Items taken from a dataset

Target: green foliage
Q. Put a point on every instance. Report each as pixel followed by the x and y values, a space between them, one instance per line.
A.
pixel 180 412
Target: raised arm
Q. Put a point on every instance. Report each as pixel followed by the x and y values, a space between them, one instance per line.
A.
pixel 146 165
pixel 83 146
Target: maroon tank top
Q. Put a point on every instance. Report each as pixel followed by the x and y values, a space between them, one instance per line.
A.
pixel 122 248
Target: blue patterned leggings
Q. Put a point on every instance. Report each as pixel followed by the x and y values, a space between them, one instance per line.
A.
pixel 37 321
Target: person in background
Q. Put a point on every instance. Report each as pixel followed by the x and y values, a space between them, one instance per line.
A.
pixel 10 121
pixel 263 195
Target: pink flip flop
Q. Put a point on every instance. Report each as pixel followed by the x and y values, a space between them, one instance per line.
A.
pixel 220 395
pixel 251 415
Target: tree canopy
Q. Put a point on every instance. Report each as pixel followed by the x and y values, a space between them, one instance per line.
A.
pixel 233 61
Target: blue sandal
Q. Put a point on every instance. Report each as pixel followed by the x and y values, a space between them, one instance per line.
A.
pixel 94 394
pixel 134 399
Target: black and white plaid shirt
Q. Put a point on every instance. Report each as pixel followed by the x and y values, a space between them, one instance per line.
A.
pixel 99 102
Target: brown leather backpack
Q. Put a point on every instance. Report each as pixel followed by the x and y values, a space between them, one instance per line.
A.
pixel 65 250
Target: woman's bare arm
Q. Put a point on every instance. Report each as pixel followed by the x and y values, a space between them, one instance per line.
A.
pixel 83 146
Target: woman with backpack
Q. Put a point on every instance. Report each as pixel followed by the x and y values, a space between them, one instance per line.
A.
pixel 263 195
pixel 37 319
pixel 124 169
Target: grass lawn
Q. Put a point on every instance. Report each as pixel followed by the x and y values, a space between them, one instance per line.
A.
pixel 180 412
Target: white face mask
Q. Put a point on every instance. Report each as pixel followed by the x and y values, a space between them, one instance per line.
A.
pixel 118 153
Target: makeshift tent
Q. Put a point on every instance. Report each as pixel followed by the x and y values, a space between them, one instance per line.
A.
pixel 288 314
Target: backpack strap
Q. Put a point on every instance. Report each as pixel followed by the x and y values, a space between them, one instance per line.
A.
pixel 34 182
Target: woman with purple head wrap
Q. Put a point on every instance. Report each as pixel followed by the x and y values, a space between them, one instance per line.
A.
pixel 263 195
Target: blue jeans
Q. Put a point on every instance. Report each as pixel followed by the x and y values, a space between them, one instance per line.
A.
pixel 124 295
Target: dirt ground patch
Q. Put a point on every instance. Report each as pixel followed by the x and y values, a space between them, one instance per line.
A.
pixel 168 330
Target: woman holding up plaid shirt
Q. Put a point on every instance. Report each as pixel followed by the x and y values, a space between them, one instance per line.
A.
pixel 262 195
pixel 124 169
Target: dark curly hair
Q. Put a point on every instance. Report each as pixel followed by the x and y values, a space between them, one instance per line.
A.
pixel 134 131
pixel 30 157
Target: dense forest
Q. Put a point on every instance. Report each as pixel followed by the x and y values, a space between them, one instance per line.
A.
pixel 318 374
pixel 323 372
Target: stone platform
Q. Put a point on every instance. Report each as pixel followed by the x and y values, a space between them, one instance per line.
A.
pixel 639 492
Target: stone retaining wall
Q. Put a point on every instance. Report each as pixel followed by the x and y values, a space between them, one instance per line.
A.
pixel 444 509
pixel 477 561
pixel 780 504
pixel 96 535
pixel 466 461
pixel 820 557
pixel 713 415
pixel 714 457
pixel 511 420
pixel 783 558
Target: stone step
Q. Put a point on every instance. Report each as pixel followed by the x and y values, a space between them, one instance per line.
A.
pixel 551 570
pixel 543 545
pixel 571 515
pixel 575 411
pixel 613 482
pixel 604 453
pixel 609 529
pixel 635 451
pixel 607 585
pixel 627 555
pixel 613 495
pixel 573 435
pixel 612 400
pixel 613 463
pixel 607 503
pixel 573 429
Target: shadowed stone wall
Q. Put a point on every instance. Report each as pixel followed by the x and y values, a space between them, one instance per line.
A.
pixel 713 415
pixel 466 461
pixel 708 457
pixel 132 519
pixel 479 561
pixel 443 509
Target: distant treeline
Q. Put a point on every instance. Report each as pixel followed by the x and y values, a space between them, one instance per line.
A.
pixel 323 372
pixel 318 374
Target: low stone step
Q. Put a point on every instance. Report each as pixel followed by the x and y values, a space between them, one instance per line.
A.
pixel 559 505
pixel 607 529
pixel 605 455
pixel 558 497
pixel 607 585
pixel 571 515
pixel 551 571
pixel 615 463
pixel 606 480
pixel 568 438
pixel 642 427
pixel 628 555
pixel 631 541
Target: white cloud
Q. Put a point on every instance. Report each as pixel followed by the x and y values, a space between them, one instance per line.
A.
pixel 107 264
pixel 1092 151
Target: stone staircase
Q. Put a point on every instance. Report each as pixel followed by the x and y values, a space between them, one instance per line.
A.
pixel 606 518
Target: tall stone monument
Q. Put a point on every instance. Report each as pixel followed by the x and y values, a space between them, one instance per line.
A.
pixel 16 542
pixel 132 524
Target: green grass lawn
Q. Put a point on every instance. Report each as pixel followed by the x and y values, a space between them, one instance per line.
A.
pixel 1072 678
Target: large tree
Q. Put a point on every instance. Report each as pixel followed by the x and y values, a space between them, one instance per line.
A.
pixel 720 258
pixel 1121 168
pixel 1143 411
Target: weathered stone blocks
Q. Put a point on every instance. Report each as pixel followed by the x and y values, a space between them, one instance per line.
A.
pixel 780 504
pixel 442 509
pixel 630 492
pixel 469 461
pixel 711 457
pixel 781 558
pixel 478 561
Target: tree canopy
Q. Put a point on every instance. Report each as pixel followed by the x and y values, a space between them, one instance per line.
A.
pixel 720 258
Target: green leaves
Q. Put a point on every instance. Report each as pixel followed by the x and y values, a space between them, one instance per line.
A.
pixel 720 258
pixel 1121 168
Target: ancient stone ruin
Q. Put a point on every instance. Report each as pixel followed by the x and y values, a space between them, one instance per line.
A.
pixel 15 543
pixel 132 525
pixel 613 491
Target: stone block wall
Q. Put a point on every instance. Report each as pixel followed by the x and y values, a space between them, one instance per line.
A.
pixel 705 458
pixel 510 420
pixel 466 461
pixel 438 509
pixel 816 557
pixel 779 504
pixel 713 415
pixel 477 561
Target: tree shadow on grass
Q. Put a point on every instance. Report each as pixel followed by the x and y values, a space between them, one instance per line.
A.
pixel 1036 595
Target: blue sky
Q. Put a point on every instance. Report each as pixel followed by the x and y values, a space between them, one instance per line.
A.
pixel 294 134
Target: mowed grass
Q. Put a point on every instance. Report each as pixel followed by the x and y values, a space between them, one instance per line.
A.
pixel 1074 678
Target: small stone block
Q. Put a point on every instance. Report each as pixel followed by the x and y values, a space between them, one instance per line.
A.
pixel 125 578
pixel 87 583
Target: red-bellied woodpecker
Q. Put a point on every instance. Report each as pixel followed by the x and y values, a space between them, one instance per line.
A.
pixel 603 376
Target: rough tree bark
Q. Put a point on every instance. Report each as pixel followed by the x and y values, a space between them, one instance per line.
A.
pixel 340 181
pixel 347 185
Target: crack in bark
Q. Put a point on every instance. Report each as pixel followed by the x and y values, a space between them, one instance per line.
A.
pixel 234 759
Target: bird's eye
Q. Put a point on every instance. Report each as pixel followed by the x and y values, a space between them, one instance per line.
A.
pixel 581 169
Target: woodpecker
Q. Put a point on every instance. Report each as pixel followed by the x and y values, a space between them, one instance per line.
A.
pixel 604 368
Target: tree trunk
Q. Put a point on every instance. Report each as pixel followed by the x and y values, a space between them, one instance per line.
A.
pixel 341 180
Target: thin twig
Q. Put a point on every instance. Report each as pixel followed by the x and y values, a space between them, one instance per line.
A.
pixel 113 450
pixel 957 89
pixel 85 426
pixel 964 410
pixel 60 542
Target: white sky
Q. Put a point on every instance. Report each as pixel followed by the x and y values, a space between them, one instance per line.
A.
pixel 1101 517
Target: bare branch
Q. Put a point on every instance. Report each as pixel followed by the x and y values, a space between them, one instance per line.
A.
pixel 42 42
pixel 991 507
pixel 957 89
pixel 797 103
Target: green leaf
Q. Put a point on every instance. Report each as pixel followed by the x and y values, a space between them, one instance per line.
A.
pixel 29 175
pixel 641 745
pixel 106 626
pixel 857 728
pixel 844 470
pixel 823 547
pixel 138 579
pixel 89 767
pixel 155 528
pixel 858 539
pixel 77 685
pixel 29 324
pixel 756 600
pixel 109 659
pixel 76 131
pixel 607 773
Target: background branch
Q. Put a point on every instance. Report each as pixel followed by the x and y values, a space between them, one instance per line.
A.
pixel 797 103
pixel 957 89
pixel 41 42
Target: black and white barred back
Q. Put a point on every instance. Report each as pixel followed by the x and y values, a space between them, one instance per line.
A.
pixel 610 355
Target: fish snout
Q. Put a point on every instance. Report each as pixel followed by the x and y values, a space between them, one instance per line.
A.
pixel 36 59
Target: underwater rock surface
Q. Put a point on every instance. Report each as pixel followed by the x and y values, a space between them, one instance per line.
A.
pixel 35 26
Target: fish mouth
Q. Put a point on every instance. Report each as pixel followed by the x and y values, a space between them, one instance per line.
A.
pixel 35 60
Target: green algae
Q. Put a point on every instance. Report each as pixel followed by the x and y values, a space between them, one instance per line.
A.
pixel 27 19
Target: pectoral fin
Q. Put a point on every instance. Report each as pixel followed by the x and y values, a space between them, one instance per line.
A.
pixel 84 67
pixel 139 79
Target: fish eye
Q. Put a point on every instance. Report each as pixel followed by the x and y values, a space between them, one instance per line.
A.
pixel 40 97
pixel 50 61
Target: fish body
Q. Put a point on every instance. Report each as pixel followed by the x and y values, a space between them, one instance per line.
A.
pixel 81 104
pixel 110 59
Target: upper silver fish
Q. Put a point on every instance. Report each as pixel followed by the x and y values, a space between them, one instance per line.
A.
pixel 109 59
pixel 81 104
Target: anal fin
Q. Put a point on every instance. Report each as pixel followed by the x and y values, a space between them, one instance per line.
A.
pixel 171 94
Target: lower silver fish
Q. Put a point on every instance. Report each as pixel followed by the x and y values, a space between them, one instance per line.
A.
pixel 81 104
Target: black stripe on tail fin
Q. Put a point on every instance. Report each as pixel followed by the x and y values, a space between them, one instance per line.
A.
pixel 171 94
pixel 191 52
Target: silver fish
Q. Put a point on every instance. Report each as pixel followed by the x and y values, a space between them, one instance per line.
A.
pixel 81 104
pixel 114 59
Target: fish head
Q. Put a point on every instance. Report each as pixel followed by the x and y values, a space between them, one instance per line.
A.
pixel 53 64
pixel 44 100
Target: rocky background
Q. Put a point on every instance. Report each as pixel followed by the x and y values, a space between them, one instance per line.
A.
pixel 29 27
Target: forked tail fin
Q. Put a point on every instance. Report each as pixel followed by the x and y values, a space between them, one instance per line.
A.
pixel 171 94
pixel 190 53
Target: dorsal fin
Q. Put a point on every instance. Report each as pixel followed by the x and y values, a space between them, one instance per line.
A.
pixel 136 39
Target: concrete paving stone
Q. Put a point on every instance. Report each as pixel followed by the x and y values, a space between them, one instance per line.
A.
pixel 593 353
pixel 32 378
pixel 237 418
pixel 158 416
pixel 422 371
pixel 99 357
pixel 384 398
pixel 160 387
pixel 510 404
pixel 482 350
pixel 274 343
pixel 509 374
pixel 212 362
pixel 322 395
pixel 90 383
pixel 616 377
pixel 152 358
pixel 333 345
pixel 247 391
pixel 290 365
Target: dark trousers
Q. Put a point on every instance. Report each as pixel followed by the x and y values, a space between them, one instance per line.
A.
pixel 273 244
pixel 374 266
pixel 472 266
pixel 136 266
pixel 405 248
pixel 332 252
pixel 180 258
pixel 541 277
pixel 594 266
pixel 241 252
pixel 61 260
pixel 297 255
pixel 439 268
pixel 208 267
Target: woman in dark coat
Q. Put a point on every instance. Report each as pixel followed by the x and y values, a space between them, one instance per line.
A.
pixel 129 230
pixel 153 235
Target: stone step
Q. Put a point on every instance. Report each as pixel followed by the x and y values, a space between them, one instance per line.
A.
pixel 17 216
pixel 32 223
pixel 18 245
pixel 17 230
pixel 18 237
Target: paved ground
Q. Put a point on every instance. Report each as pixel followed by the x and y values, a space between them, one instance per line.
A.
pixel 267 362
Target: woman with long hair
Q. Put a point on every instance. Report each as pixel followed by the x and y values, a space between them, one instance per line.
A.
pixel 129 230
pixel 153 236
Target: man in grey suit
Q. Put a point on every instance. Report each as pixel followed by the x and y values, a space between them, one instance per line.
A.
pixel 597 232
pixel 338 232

**AIM OF THE EXERCISE:** Please recast everything from the line containing "Target: tall stone monument" down through the line containing "pixel 1072 678" as a two-column CSV headed input and output. Give one row per record, with its text in input and its answer in output, each as a single quoted field with line breaks changed to spaces.

**TASK RESULT:**
input,output
"Target: tall stone monument Q. Put a point on every instance. Report each as pixel followed by the x and y values, a space between them, one instance per line. A.","pixel 16 542 pixel 132 524"
"Target: green grass lawn Q. Put a point on every instance. Report each as pixel followed by the x and y values, a space between them, one instance per line. A.","pixel 1072 678"